Problem statement: Return each line of the entries below that contains the word "instance".

Data for processing:
□ □ □
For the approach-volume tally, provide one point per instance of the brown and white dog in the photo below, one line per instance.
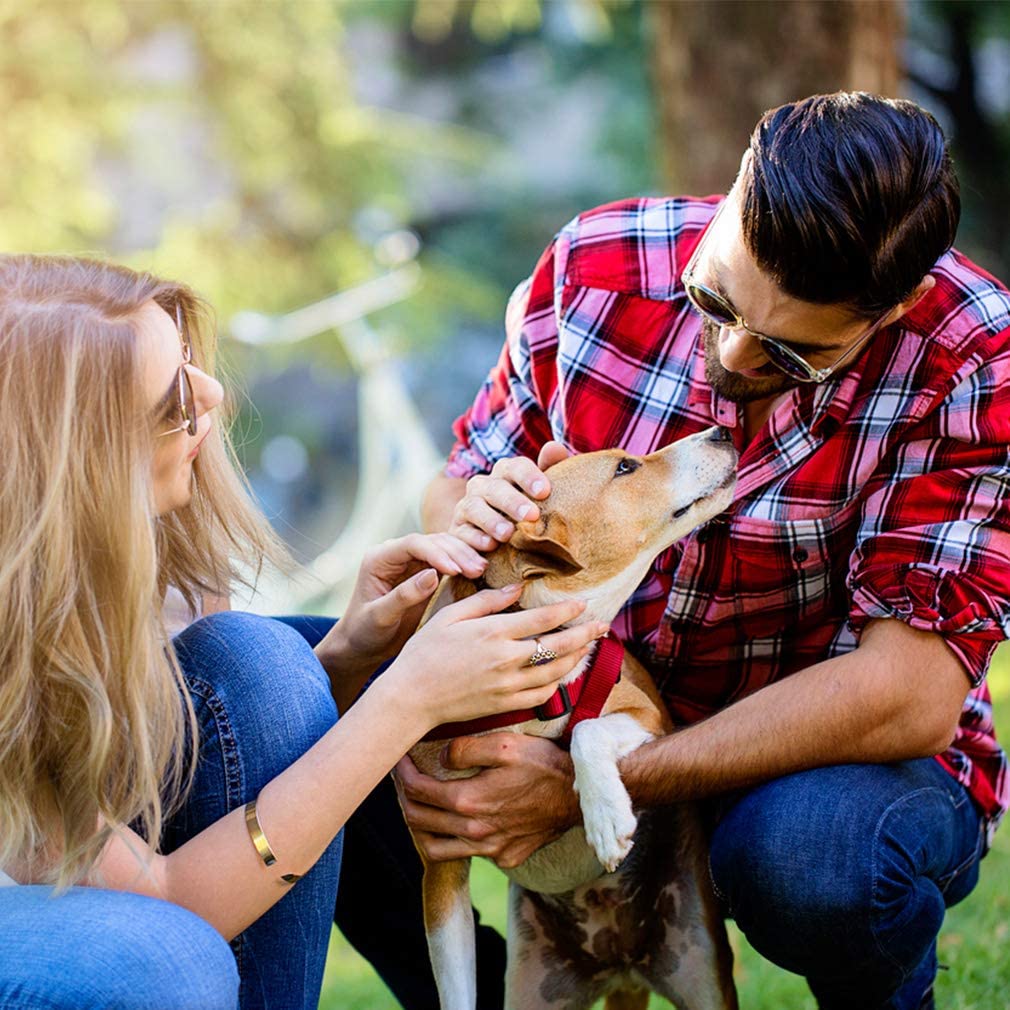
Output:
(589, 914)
□ □ □
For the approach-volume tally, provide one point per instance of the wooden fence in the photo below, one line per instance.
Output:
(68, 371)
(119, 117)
□ □ □
Exercise output:
For the approach-volume tally, provide one point per instance of the brown and white dog in the photo below, one line per instance.
For the approach-volume tally, provide one point per instance of the wooden fence in the photo below, one line per instance.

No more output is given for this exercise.